◆ **TO DO**
Your task is to copy all of the entries exactly as they are given.

◆ **Phrase grounding data**
=== Section Start ===

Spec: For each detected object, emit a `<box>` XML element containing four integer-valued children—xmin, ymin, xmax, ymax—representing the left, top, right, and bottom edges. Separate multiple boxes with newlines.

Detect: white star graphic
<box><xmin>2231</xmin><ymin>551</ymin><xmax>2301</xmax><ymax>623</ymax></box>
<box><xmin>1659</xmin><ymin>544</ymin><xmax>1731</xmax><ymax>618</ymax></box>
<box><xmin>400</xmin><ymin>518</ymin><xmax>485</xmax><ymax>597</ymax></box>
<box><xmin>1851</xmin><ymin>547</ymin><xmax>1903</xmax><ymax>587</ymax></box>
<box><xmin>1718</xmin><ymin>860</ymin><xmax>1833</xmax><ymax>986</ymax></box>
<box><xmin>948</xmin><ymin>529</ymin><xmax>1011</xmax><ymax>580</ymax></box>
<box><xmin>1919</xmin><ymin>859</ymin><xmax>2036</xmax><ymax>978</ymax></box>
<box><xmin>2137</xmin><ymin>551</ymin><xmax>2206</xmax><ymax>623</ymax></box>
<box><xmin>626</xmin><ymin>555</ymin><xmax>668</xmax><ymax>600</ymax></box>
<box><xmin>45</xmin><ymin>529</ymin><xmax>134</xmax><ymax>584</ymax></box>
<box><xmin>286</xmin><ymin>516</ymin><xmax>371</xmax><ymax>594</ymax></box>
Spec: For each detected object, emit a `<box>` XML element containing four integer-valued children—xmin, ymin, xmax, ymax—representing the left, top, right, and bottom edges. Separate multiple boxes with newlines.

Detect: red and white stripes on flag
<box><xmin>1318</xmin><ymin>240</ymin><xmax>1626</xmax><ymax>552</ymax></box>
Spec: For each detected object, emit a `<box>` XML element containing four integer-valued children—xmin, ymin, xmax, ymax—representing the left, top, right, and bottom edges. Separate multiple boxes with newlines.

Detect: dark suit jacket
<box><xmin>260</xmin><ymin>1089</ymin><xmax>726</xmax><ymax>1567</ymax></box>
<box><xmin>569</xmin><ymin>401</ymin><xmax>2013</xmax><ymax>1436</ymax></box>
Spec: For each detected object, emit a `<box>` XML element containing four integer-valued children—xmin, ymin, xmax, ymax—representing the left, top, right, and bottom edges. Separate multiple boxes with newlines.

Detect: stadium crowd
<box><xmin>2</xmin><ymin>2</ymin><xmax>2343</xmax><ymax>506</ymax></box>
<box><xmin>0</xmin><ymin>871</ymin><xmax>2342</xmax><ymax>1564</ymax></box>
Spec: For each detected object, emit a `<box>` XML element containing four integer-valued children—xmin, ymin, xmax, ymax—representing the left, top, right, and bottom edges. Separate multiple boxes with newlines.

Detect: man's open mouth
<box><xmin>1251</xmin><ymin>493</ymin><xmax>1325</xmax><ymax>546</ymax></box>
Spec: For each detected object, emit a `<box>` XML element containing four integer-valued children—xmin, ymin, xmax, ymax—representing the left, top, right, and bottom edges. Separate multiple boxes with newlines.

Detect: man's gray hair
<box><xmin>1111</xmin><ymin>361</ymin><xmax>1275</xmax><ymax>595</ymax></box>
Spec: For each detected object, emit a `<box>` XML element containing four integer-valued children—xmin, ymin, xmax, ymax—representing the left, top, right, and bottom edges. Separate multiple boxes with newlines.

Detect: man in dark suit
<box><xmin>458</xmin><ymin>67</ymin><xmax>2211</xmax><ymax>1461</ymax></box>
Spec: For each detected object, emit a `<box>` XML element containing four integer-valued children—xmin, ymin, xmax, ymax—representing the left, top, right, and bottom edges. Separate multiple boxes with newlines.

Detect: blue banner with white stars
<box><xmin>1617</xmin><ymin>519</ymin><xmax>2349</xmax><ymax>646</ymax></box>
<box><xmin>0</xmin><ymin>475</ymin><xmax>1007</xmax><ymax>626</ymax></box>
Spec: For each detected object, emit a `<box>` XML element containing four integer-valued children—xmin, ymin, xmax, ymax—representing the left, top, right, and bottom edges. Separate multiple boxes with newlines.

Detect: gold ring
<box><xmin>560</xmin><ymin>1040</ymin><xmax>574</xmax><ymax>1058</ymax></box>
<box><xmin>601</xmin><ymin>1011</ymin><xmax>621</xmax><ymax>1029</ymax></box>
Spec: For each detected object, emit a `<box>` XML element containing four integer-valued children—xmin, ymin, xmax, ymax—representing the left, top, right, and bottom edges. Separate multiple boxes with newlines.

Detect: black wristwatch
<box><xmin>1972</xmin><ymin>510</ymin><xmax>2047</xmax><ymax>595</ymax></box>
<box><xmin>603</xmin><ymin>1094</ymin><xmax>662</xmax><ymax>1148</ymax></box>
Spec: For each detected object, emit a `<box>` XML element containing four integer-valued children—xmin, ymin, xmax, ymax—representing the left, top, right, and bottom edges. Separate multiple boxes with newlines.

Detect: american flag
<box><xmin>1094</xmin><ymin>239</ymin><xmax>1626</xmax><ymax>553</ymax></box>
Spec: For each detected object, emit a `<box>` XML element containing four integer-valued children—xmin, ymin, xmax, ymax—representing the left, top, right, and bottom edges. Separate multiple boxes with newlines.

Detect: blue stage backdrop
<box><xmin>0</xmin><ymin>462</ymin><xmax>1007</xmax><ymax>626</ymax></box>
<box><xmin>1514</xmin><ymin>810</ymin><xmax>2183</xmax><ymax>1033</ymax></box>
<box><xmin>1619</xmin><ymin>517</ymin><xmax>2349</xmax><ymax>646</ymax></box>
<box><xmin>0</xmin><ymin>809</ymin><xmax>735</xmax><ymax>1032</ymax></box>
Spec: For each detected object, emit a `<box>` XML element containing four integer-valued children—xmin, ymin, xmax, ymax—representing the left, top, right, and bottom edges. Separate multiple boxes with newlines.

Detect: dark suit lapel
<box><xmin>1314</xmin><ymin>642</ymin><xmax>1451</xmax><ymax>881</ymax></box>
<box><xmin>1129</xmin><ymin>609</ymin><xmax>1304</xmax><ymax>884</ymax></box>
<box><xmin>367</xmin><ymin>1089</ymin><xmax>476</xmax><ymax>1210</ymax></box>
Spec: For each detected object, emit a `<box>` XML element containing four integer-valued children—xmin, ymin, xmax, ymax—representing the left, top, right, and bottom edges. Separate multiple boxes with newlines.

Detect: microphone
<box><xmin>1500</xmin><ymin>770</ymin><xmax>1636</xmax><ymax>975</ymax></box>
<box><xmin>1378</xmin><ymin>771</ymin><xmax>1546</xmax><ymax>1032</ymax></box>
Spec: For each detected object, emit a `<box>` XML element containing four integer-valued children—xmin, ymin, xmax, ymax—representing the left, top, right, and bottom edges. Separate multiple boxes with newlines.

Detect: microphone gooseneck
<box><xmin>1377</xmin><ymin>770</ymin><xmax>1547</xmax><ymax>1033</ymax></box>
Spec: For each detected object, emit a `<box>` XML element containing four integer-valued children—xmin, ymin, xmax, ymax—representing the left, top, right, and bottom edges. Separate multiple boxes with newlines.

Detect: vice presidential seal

=== Section End ===

◆ **EXERCISE ANSWER**
Spec: For each detected object, emit a `<box>` XML element containing four integer-valued children—xmin, ymin, xmax, ymax—representing the left, top, right, and bottom edges. Separate multiple boxes with newlines.

Detect: white star graphic
<box><xmin>2231</xmin><ymin>551</ymin><xmax>2301</xmax><ymax>623</ymax></box>
<box><xmin>1659</xmin><ymin>544</ymin><xmax>1731</xmax><ymax>618</ymax></box>
<box><xmin>400</xmin><ymin>518</ymin><xmax>485</xmax><ymax>597</ymax></box>
<box><xmin>1851</xmin><ymin>547</ymin><xmax>1903</xmax><ymax>587</ymax></box>
<box><xmin>1718</xmin><ymin>860</ymin><xmax>1833</xmax><ymax>986</ymax></box>
<box><xmin>948</xmin><ymin>529</ymin><xmax>1011</xmax><ymax>580</ymax></box>
<box><xmin>1919</xmin><ymin>859</ymin><xmax>2036</xmax><ymax>978</ymax></box>
<box><xmin>2137</xmin><ymin>551</ymin><xmax>2206</xmax><ymax>623</ymax></box>
<box><xmin>626</xmin><ymin>555</ymin><xmax>668</xmax><ymax>600</ymax></box>
<box><xmin>45</xmin><ymin>529</ymin><xmax>134</xmax><ymax>584</ymax></box>
<box><xmin>286</xmin><ymin>516</ymin><xmax>371</xmax><ymax>594</ymax></box>
Spec: For each detected object, emit a `<box>` XML element containing four integer-valued children—xmin, ymin, xmax, ymax—representing the left, top, right, and bottom edges. Separate multiple boxes with newlines.

Detect: red and white stripes on flag
<box><xmin>1318</xmin><ymin>240</ymin><xmax>1626</xmax><ymax>552</ymax></box>
Spec: For each detected object, emit a `<box>` XML element containing four integer-valued children—xmin, ymin, xmax, ymax—representing the left, top, right, and bottom edges. Separate multiple boxes with newlines.

Detect: dark suit jacket
<box><xmin>260</xmin><ymin>1089</ymin><xmax>726</xmax><ymax>1567</ymax></box>
<box><xmin>569</xmin><ymin>401</ymin><xmax>2013</xmax><ymax>1436</ymax></box>
Spec: For each detected object, emit a `<box>` XML element containing four integer-valued children—xmin, ymin, xmax, ymax—representing the left, top, right, and bottom edges. Separate multiple boxes with newlines.

Detect: stadium crowd
<box><xmin>2</xmin><ymin>2</ymin><xmax>2343</xmax><ymax>506</ymax></box>
<box><xmin>0</xmin><ymin>871</ymin><xmax>2342</xmax><ymax>1564</ymax></box>
Spec: For each detected object, emit a `<box>` XML element containing four integer-valued children—xmin, ymin, xmax, ymax—representing the left, top, right, and bottom edges. Separate multiple boxes with newlines.

Detect: man's open mouth
<box><xmin>1251</xmin><ymin>493</ymin><xmax>1325</xmax><ymax>546</ymax></box>
Spec: For each detected object, emit a `<box>` XML element containing four integer-valued children—xmin, ymin, xmax, ymax—representing the left, top, right, and bottom edges. Separate multiple boxes with newlines.

Detect: man's gray hair
<box><xmin>1111</xmin><ymin>361</ymin><xmax>1275</xmax><ymax>595</ymax></box>
Spec: For each detected object, emit a `<box>` XML element containing four integer-valued children—xmin, ymin, xmax, ymax—representing the left, top, right, and bottom edges. Separate multiple boxes with newlines.

Detect: man in dark suit
<box><xmin>458</xmin><ymin>67</ymin><xmax>2211</xmax><ymax>1461</ymax></box>
Spec: For each detected object, emit a `<box>` XML element containing four integer-valued children—xmin, ymin, xmax, ymax—representing the left, top, right, and bottom edges. Separate multiple boxes with newlines.

Detect: blue banner with white stars
<box><xmin>1617</xmin><ymin>519</ymin><xmax>2349</xmax><ymax>646</ymax></box>
<box><xmin>0</xmin><ymin>475</ymin><xmax>1007</xmax><ymax>626</ymax></box>
Spec: For each detected object, emit a `<box>` XML element containing four integer-valued children—xmin, ymin, xmax, ymax—representing the left, top, right, and bottom edges. Separate multiple boxes with newlines.

Detect: gold ring
<box><xmin>560</xmin><ymin>1040</ymin><xmax>574</xmax><ymax>1058</ymax></box>
<box><xmin>601</xmin><ymin>1011</ymin><xmax>621</xmax><ymax>1029</ymax></box>
Spec: For each detected object, emit a `<box>` XML element containing four integer-valued children—xmin, ymin, xmax, ymax—representing the left, top, right, and bottom edges. Separate multiple boxes with newlines.

Detect: black wristwatch
<box><xmin>1972</xmin><ymin>510</ymin><xmax>2047</xmax><ymax>595</ymax></box>
<box><xmin>603</xmin><ymin>1094</ymin><xmax>662</xmax><ymax>1148</ymax></box>
Spec: For each detected object, emit a `<box>` XML element containing four integer-valued children—xmin, ymin, xmax, ymax—representing the left, top, right, and bottom edges. Separate multiple boxes with newlines.

Detect: american flag
<box><xmin>1094</xmin><ymin>239</ymin><xmax>1626</xmax><ymax>553</ymax></box>
Spec: For each detected object, emit a `<box>` XML element containing four integer-valued children—xmin, ymin, xmax, ymax—representing the left, top, right, and bottom edges. Separate multiple boxes with newlines.

Detect: blue stage backdrop
<box><xmin>0</xmin><ymin>462</ymin><xmax>1007</xmax><ymax>626</ymax></box>
<box><xmin>1514</xmin><ymin>810</ymin><xmax>2183</xmax><ymax>1033</ymax></box>
<box><xmin>1619</xmin><ymin>517</ymin><xmax>2349</xmax><ymax>646</ymax></box>
<box><xmin>0</xmin><ymin>809</ymin><xmax>735</xmax><ymax>1032</ymax></box>
Spec: For each detected object, emit a `<box>` XML element containing four integer-valued children—xmin, ymin, xmax, ymax—representing the left, top, right, and bottom edges. Separate multiple boxes with newlines.

Detect: dark suit lapel
<box><xmin>1314</xmin><ymin>642</ymin><xmax>1451</xmax><ymax>881</ymax></box>
<box><xmin>1129</xmin><ymin>609</ymin><xmax>1304</xmax><ymax>884</ymax></box>
<box><xmin>367</xmin><ymin>1089</ymin><xmax>476</xmax><ymax>1210</ymax></box>
Spec: For each detected object, emit a `<box>` XML element containing four integer-valued children—xmin, ymin, xmax, ymax—representing the left, top, right, and bottom edges. Separate multiple boxes with newlines.

Detect: microphone
<box><xmin>1500</xmin><ymin>770</ymin><xmax>1636</xmax><ymax>975</ymax></box>
<box><xmin>1378</xmin><ymin>771</ymin><xmax>1546</xmax><ymax>1032</ymax></box>
Spec: For each detected object, emit a `<box>` XML element containing four integer-valued children—xmin, ymin, xmax, ymax—representing the left, top, right, and bottom edges. Separate multiple boxes with newlines.

Detect: microphone gooseneck
<box><xmin>1377</xmin><ymin>770</ymin><xmax>1547</xmax><ymax>1033</ymax></box>
Spec: For each detected object, emit a `<box>` XML element containing four integer-valued children—xmin, ymin, xmax, ymax—representing the left, top, right, and bottom edges. Separate multiple boxes with newlines.

Detect: vice presidential seal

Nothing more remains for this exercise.